▶ YOUR TASKS:
1. In the passage on internalized homophobia among gay and bisexual men, what percentage of the receptive anal intercourse in the past six months was reported as unsafe?
2. From the passage on internalized homophobia, quote the stretch from "However, these data" through "lower condom use.".
-- EXCERPTED PASSAGE follows --
More than half (52.5%) of the insertive, and 57.6% of the receptive, anal intercourse in the past six months in this sample was reported as unsafe. For unsafe receptive anal intercourse, compared only with safe receptive anal intercourse, IH was a significant predictor, suggesting that those with the greatest discomfort with their sexual orientation are more likely to be unsafe. This is consistent with the data of Ross et al. (2009), which found that IH was indirectly associated with HIV risk behaviour through discomfort with condom use or discussion of HIV status in a US sample of MSM. A similar pattern was found with higher IH predicting anal sex while high or drunk in the present data, suggesting that IH may also be associated with more sex while intoxicated. The lack of significant association in insertive anal intercourse, however, may be associated with that behaviour being seen as at lesser or no risk, or not ‘homosexual’ since it is insertive, and will require more in-depth qualitative research, particularly given the culturally and politically different context.
Data on IH as it relate to reasons for sex illuminates the association of IH with behaviour. There were several significant differences, with men reporting sex for money indicating significantly lower personal discomfort as gay, consistent with their presumed identification as heterosexual and seeing this situation as irrelevant. Those men who reported sex for love consistently reported higher IH scores, presumably because they were more likely to identify themselves as gay. For those men who reported sex with other men for the physical feeling, IH was consistently lower, again presumably for the converse reason that they may identify less as gay and more as having sex with men primarily for physical gratification, and thus not internalize the homophobic hostility or see it as applicable to them.
However, these data may not be generalizable beyond strongly anti-homosexual societies or beyond East Africa. The data may also be limited to those gay and bisexual men prepared to talk with researchers, and may have failed to sample those with the highest levels of internalized homophobia. Thus, they need to be treated with caution until replicated. A major study of IH in MSM in 38 European countries 20 confirmed that IH is associated with HIV risk behaviour, including lower HIV testing rates and lower condom use.
These data not only confirm that there are direct relationships between unsafe sexual behaviour and IH, but that the relationship may be complex in several ways that are not readily apparent with cross-sectional, or with quantitative, data. IH may be more closely related to class of risk behaviour (anal versus no anal sex, partner numbers) than to condom use, and the relationship may be bidirectional. There may, however, be confounders that are not readily apparent in the relationships between IH and sexual behaviour. Religion was not associated with IH and partner numbers and age were, but in the latter variable in a non-linear relationship.
Taken together, these data from gay and bisexual men in a culture where homosexual behaviour is strongly condemned, emphasize the importance of undertaking further research on IH and its development, and its direct and indirect relationships with both social and with sexual risk behaviours in MSM.
-- EXCERPTED PASSAGE concluded --
-- EXTRACTED DATA follows --
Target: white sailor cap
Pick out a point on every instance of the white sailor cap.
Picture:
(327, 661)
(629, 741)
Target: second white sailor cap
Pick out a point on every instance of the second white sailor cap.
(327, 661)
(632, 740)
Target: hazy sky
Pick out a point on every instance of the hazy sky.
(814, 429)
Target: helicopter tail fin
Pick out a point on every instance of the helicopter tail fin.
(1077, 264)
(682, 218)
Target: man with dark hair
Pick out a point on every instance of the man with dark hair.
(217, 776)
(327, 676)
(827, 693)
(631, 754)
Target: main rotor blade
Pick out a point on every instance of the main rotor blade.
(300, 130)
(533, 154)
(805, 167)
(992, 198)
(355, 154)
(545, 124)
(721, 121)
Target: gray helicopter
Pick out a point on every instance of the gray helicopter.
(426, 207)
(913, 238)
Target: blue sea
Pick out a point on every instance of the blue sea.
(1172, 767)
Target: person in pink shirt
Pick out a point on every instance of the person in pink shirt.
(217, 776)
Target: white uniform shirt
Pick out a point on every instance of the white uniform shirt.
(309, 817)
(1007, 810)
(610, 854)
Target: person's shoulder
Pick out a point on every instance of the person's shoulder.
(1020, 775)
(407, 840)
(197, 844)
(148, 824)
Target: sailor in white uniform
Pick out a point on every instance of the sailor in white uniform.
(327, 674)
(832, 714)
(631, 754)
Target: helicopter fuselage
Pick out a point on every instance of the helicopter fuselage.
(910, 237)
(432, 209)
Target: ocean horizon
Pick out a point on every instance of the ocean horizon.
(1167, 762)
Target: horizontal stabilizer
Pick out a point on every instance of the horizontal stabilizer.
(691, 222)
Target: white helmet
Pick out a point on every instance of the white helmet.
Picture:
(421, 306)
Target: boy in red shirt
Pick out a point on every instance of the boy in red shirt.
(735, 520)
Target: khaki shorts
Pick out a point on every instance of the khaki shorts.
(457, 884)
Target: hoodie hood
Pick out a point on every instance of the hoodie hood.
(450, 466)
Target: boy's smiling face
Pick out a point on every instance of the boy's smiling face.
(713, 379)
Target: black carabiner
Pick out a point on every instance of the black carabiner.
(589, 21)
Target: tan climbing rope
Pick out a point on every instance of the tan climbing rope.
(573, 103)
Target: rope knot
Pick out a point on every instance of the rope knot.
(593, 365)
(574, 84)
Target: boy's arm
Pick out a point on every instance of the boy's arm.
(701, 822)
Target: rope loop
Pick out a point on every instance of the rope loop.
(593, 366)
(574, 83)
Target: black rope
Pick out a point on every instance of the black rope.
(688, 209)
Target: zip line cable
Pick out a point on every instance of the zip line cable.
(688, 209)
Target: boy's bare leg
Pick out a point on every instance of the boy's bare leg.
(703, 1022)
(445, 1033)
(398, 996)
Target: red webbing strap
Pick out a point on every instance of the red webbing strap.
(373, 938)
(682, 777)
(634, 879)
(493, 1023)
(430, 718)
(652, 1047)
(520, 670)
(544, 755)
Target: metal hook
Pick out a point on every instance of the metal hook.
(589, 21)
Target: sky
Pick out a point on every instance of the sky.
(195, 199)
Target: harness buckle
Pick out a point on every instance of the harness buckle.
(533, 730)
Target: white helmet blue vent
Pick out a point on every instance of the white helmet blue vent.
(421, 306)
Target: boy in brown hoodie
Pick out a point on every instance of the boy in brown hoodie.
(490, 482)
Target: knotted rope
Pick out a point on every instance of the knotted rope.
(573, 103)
-- EXTRACTED DATA concluded --
▶ ANSWERS GIVEN:
1. 57.6%

2.
However, these data may not be generalizable beyond strongly anti-homosexual societies or beyond East Africa. The data may also be limited to those gay and bisexual men prepared to talk with researchers, and may have failed to sample those with the highest levels of internalized homophobia. Thus, they need to be treated with caution until replicated. A major study of IH in MSM in 38 European countries 20 confirmed that IH is associated with HIV risk behaviour, including lower HIV testing rates and lower condom use.